• **MATERIAL FOR THE TASK**:
● ● ● ● ● ● ●
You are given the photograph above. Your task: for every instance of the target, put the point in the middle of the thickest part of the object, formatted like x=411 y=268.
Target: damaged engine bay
● ● ● ● ● ● ●
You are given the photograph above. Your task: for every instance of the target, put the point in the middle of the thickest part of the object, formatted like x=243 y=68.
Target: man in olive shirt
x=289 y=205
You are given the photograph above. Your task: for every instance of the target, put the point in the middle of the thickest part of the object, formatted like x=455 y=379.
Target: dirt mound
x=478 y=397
● ● ● ● ● ● ●
Rewrite the lines between the one containing "like x=243 y=68." and the one containing "x=289 y=205", inclusive, replacing "thickest" with "widest" and keeping everything else the same. Output only those lines.

You are given the photograph above. Your task: for every instance of the target, put the point in the middle of the widest part of the object, formatted like x=243 y=68.
Target: man in olive shirt
x=289 y=205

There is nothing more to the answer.